Passage shown |
..............................
Someone else come up and set up another trap. Who’d like to? Ma’am, come on up here. This one, here, is one of the most dangerous little traps I’ve got up here. [Click of a trap] And what is it?
Woman: Peer pressure.
Dennis: Peer pressure is back to First Corinthians 15:33. There’s a reason why this is this quick one because here is the great lie that occurs—that the kids that your kids are running around with are coming from families that have the same values, and have the same beliefs, and the same standards that you have.
The junior high years are the fork in the road, where you begin to find out what kind of peer pressure our kid’s friends would have on them. And you know what one of the most negative peer pressure we found was—sometimes, it came from young people in the youth group. Kids who have all the trappings of Christianity—and they’re smiling at you when they come to your house. “Oh, yes, sir, Mr. Rainey.” Then, they tell my daughter: “You don’t need to obey that! You just need to break out! You’re just caged like a bird!” You’ll hear that story in Passport2Purity.
..............................
Dataset content |
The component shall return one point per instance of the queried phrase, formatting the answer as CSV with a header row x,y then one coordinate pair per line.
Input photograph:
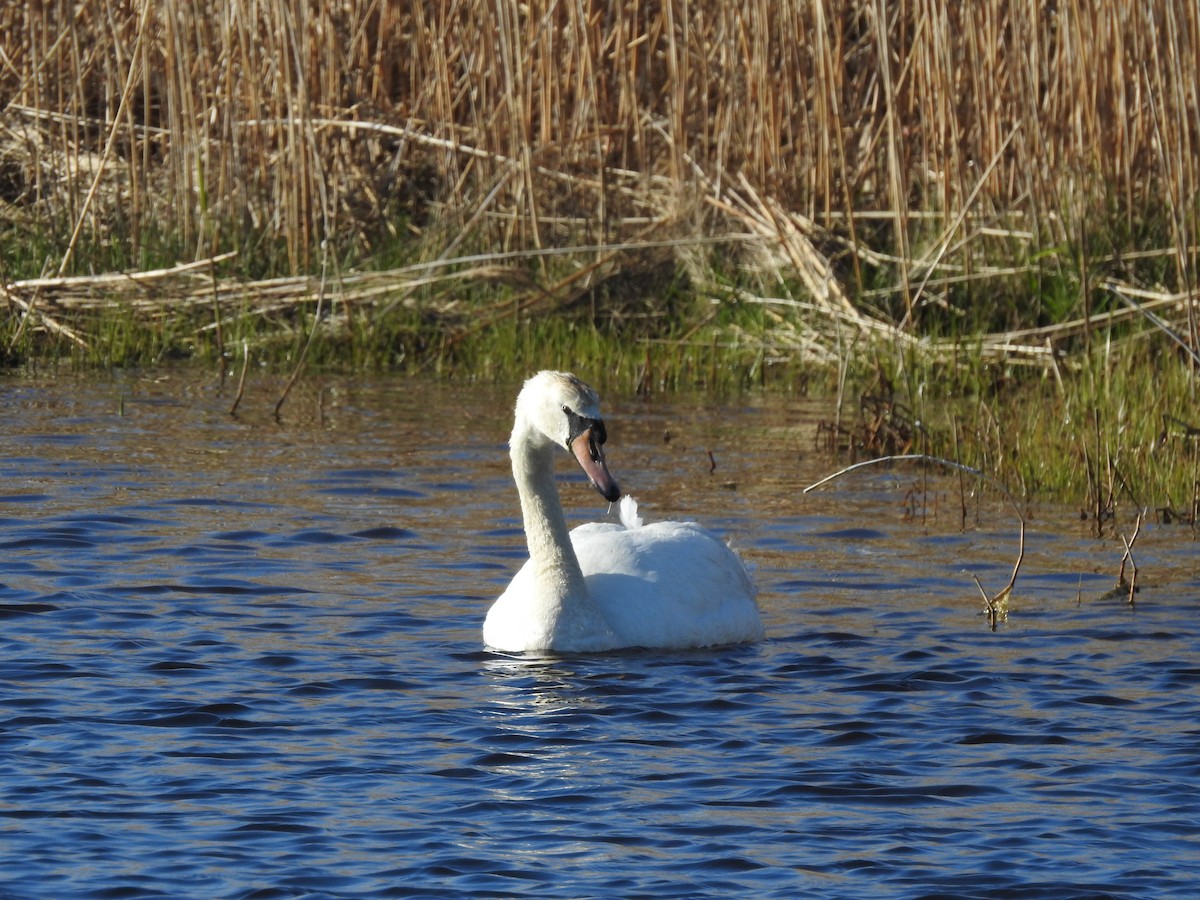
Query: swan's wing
x,y
667,585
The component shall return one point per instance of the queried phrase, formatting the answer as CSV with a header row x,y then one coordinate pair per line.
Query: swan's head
x,y
558,408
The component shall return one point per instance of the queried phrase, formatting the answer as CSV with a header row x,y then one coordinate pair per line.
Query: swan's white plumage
x,y
607,586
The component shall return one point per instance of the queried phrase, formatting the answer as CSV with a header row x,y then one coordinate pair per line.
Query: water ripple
x,y
259,675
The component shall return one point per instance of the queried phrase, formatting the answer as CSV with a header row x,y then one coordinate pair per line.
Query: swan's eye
x,y
577,424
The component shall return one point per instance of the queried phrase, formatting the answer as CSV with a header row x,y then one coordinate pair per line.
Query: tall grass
x,y
940,135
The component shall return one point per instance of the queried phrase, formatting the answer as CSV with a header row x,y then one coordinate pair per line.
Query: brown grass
x,y
906,149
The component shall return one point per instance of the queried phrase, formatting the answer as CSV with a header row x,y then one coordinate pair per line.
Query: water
x,y
241,658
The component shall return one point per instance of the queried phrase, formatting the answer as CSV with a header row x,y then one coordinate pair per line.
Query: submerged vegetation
x,y
976,223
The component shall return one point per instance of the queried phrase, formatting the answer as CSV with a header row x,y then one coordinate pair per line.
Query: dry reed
x,y
922,142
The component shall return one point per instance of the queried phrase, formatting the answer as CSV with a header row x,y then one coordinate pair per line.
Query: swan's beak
x,y
588,453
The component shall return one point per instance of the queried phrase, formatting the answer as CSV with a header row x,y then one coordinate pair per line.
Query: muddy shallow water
x,y
241,658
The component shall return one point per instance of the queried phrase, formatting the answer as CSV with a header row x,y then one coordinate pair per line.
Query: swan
x,y
606,586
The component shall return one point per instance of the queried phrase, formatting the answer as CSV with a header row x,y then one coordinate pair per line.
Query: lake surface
x,y
241,657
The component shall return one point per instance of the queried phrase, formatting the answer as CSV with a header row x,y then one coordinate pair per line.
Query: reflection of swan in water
x,y
606,586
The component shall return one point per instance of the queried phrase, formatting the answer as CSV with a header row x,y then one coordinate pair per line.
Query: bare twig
x,y
241,379
1132,583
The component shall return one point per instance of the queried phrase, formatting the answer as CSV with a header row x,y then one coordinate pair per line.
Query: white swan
x,y
606,586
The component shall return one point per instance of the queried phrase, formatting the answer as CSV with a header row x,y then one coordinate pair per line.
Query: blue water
x,y
241,657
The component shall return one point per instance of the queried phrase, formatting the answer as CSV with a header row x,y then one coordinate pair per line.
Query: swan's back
x,y
667,585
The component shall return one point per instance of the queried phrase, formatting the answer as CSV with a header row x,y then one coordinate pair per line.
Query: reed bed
x,y
1007,183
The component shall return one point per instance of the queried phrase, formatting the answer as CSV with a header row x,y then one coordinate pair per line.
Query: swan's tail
x,y
628,511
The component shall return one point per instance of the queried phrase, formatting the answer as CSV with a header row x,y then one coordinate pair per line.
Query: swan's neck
x,y
551,555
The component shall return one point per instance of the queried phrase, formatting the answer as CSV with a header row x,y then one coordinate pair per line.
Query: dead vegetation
x,y
893,165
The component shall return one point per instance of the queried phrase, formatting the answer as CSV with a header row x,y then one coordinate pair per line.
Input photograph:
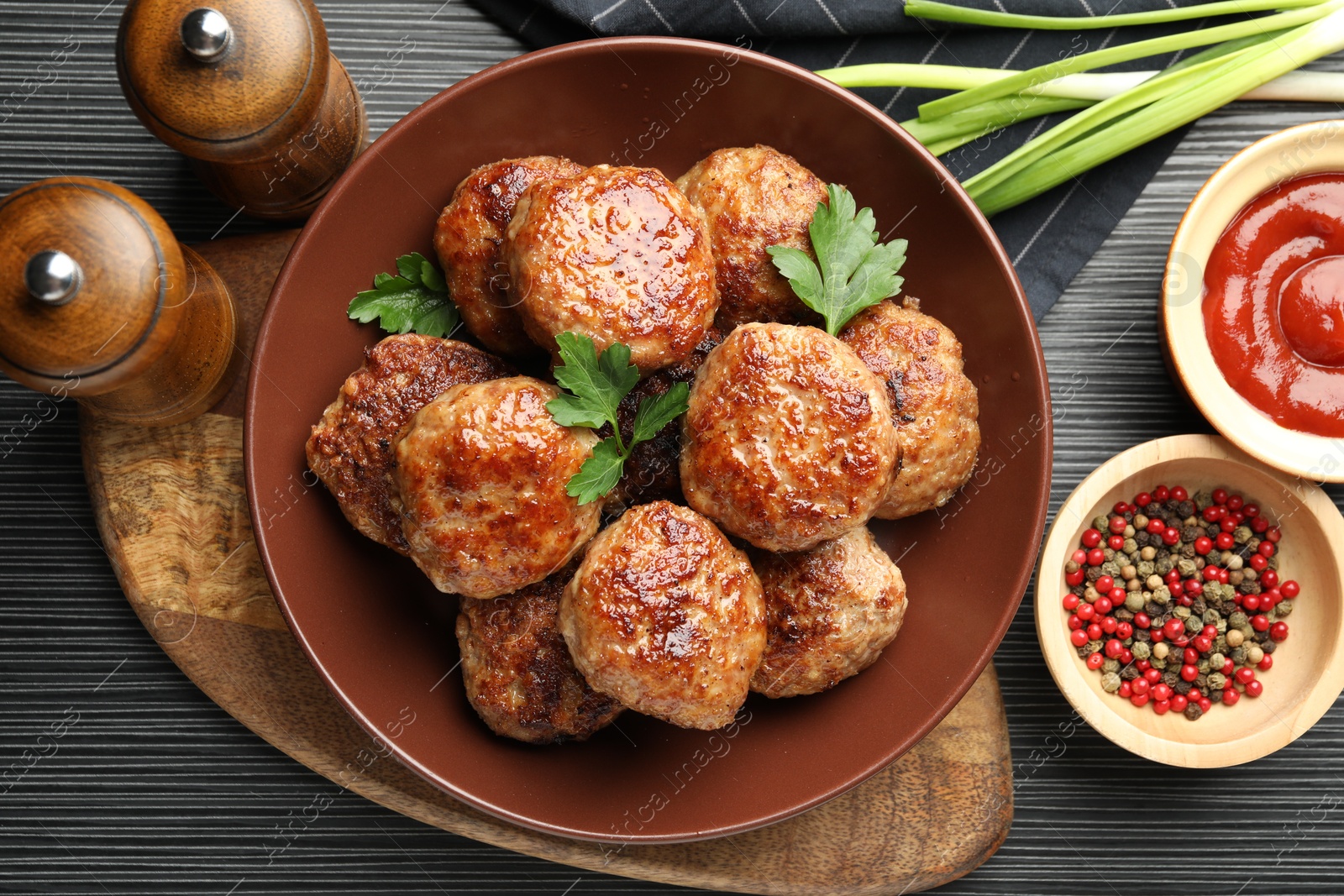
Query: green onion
x,y
963,15
1032,80
1210,90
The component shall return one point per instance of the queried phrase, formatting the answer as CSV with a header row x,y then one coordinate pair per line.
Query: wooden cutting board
x,y
172,512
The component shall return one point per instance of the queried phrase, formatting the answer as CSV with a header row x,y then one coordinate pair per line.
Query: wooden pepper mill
x,y
100,302
250,90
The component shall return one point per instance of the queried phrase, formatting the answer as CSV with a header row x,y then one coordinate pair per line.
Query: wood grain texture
x,y
172,515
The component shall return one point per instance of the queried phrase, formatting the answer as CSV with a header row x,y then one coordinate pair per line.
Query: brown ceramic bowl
x,y
1308,672
382,637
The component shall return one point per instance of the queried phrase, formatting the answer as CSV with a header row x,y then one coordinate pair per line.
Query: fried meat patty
x,y
480,485
753,199
470,238
665,616
936,406
830,611
351,448
617,254
790,439
517,669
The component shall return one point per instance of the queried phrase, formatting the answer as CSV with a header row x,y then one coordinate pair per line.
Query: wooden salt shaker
x,y
250,90
101,302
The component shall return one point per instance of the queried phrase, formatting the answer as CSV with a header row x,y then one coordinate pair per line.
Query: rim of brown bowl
x,y
763,782
1308,672
1304,149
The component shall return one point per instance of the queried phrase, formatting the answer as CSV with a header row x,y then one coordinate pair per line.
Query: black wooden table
x,y
151,788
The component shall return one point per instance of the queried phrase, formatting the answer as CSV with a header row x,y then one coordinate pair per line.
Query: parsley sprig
x,y
596,385
413,300
855,269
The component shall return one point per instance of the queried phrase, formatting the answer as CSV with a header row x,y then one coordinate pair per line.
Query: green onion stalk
x,y
1115,112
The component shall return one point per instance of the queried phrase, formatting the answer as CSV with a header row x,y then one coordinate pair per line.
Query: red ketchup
x,y
1274,304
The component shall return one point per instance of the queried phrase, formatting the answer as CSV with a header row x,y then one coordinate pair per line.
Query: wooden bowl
x,y
1308,672
382,637
1307,149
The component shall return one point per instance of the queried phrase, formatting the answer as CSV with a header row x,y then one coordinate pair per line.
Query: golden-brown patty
x,y
936,406
517,671
351,448
790,439
830,613
617,254
754,199
665,616
470,238
480,484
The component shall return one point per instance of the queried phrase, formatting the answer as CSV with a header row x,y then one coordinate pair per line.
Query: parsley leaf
x,y
596,385
855,269
413,300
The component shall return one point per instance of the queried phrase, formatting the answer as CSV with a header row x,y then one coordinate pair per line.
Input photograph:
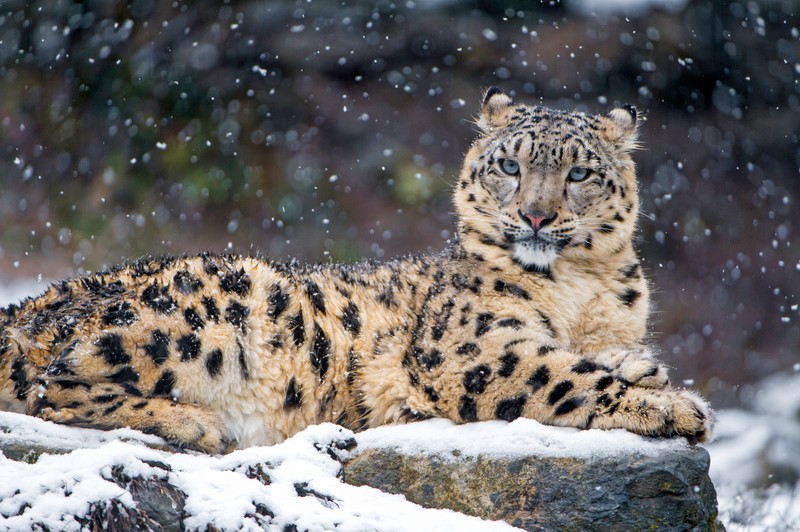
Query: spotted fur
x,y
537,309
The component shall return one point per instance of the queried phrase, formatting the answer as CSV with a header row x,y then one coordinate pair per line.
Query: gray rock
x,y
669,492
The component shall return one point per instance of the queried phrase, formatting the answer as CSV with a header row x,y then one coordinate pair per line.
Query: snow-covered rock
x,y
63,478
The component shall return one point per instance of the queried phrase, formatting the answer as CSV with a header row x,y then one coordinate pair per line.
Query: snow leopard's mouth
x,y
535,253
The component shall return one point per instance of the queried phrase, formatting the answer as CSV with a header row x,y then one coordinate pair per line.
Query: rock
x,y
529,475
668,491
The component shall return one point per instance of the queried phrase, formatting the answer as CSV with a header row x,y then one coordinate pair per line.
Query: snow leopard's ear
x,y
620,126
496,110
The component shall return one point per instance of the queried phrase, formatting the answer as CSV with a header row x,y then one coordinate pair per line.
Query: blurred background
x,y
328,130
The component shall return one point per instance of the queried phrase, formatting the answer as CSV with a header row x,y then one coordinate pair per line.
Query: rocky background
x,y
332,130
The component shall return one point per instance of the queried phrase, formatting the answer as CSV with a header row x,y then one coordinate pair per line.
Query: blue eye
x,y
509,167
578,173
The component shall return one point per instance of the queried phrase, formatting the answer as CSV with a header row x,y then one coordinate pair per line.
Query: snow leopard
x,y
537,308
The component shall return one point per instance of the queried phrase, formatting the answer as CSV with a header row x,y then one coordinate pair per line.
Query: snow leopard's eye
x,y
509,167
579,173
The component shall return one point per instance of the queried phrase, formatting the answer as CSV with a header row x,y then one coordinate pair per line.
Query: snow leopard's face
x,y
539,183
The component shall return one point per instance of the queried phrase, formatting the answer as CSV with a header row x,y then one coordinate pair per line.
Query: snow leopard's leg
x,y
634,365
505,374
109,405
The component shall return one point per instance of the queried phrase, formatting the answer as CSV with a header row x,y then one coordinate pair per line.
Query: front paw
x,y
692,417
637,367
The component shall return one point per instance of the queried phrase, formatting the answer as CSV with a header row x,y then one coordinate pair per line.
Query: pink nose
x,y
537,219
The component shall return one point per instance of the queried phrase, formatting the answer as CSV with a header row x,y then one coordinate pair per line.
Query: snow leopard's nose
x,y
537,219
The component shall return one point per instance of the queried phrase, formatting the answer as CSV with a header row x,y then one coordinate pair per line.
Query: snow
x,y
521,437
49,492
754,465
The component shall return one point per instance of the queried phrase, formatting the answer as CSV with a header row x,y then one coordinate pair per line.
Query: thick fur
x,y
512,319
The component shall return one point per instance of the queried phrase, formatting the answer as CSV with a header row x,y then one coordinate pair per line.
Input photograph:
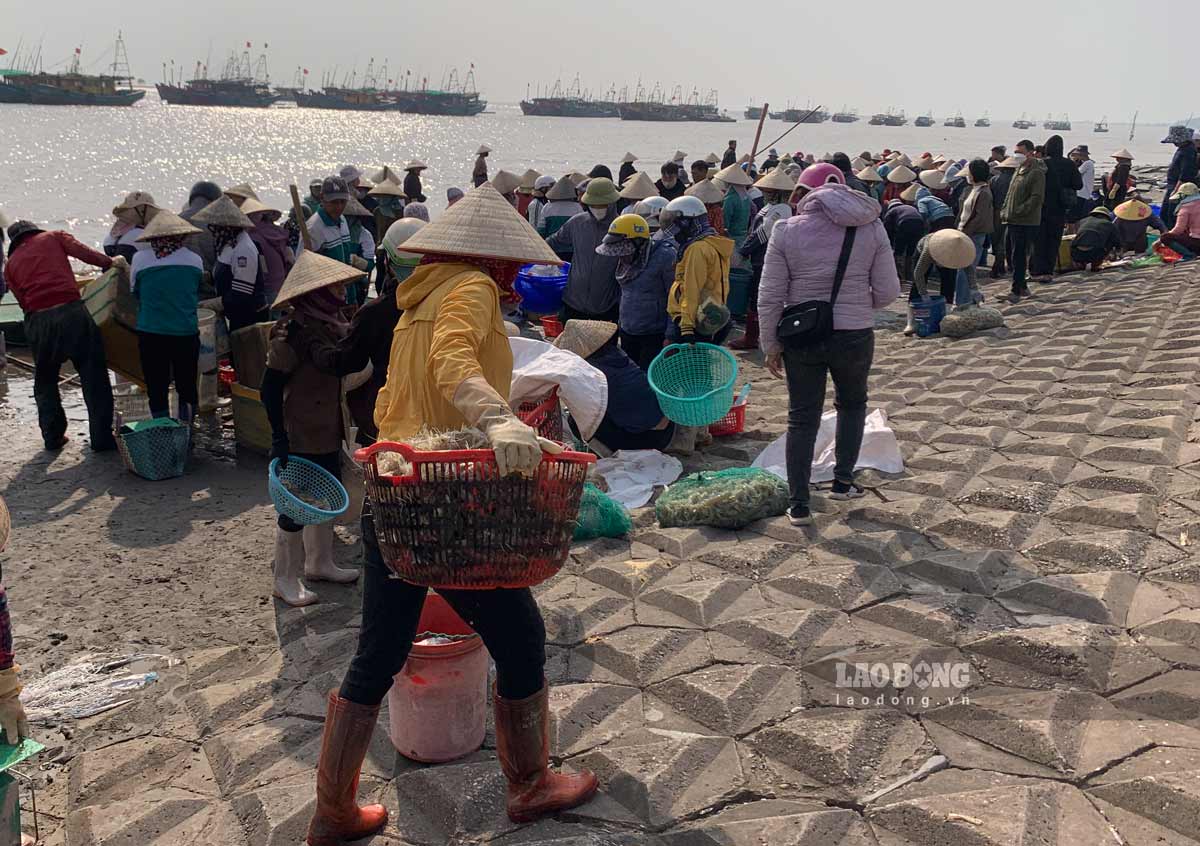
..............................
Exercise 1 | In the transcript about peer pressure, translate this sentence into Spanish: "This one, here, is one of the most dangerous little traps I’ve got up here."
Exercise 2 | Continue the transcript about peer pressure from its last line.

Exercise response 1 | Esta, aquí, es una de las trampas pequeñas más peligrosas que tengo aquí arriba.

Exercise response 2 |
Someone else come on up and do this last one. You can go right up here and just keep your distance. [Click of a trap] What’s it say?
Dennis: Sex. Actually, when I taught this in my class—I’m going to show you the trap I used. [Clanging noises] This is an antique bear trap. It takes three men to set it. I have had kids come up, and they would look at that, and they’d set that off. Then, all of a sudden, get the point. They are about to head off into adolescence, where there all these traps being set for them; and they better know what their boundaries are.
I want to go all the way out to the end because, really, Passport2Purity is talking about preparing your child for life and preparing them for the ultimate commitments in life—like marriage. I want you to hear about a couple who made some decisions and made some commitments that paid off as they moved toward marriage. Listen to this couple.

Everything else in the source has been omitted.